| Exercise |
Return the records below character for character.

| Recorded data |
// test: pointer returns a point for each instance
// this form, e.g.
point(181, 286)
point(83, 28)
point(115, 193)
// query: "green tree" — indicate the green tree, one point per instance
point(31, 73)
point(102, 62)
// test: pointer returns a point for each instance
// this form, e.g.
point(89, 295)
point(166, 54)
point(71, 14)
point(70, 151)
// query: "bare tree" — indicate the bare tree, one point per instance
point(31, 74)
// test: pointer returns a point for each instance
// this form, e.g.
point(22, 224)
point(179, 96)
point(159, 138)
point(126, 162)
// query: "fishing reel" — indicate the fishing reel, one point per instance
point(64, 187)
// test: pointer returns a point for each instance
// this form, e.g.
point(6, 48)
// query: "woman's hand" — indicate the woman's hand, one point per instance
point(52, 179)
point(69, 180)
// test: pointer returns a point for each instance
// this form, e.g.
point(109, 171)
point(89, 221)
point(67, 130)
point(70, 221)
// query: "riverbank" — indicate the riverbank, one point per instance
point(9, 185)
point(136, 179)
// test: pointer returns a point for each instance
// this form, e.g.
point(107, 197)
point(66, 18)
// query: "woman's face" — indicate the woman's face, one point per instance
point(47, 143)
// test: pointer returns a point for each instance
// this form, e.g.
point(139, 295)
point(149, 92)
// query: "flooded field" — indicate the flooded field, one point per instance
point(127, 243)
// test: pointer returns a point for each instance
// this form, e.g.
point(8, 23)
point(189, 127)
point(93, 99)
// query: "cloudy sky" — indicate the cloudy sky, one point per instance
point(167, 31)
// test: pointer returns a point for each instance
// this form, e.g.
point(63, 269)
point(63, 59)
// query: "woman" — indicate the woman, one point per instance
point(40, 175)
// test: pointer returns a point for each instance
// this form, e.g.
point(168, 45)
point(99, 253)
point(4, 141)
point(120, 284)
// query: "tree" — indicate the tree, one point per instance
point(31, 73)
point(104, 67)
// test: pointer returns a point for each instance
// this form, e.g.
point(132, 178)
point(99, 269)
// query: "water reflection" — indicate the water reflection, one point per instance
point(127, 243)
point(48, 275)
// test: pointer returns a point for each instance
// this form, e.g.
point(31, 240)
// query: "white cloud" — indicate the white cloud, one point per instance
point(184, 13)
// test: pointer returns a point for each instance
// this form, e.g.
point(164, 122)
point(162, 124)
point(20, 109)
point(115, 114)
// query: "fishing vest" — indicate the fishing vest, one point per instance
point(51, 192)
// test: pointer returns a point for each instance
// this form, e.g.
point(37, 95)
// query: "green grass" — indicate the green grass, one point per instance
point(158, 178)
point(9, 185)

| Exercise answer |
// test: pointer returns a point for each instance
// this form, e.g.
point(181, 286)
point(83, 28)
point(115, 193)
// query: "green tree" — indicate the green tree, one point per instance
point(31, 73)
point(102, 62)
// test: pointer returns a point for each instance
// this form, e.g.
point(89, 295)
point(166, 54)
point(71, 14)
point(70, 151)
// query: "bare tree" — indicate the bare tree, one point per instance
point(31, 74)
// test: pointer returns a point for each instance
// this form, e.g.
point(22, 224)
point(179, 96)
point(159, 138)
point(126, 162)
// query: "fishing reel" — indicate the fishing reel, one point per instance
point(64, 187)
// test: pointer returns a point for each instance
// this form, e.g.
point(6, 48)
// query: "woman's hand" — indicate the woman's hand, one point per instance
point(52, 179)
point(69, 180)
// test: pointer returns a point for each instance
// this form, e.g.
point(109, 171)
point(89, 221)
point(67, 130)
point(70, 221)
// query: "riverbank" — indicate the riverbank, one point per instance
point(9, 185)
point(136, 179)
// test: pointer returns a point for each instance
// this form, e.g.
point(107, 197)
point(66, 18)
// query: "woman's face" — indicate the woman's face, one point per instance
point(47, 143)
// test: pointer returns a point for each instance
// this form, e.g.
point(139, 295)
point(149, 92)
// query: "flooded field" — indicate the flooded field, one point per instance
point(127, 243)
// test: pointer returns a point for each instance
// this form, e.g.
point(8, 23)
point(189, 127)
point(93, 99)
// query: "cloudy sky" — indicate the cloudy sky, one point per instance
point(167, 31)
// test: pointer returns a point for each instance
// this form, e.g.
point(63, 269)
point(63, 59)
// query: "woman" — indicate the woman, one point per instance
point(40, 175)
// test: pointer returns a point for each instance
// this form, e.g.
point(168, 45)
point(99, 253)
point(4, 141)
point(120, 284)
// query: "tree" — indicate the tree, one point per instance
point(31, 73)
point(104, 67)
// test: pointer returns a point for each instance
// this form, e.g.
point(132, 178)
point(99, 269)
// query: "water reflection" — indicate the water reflection, one point per instance
point(127, 243)
point(48, 275)
// test: pointer returns a point for each instance
// this form, e.g.
point(31, 240)
// query: "white cloud" — indicate the white cloud, one point per instance
point(184, 13)
// test: pointer returns a point for each instance
// this form, e.g.
point(164, 122)
point(162, 124)
point(20, 109)
point(115, 114)
// query: "fishing vest" — indicate the fishing vest, one point per instance
point(51, 192)
// test: pointer returns a point for each instance
// this form, e.g.
point(37, 95)
// query: "green grass" — indicate the green grass, one point per instance
point(158, 178)
point(9, 185)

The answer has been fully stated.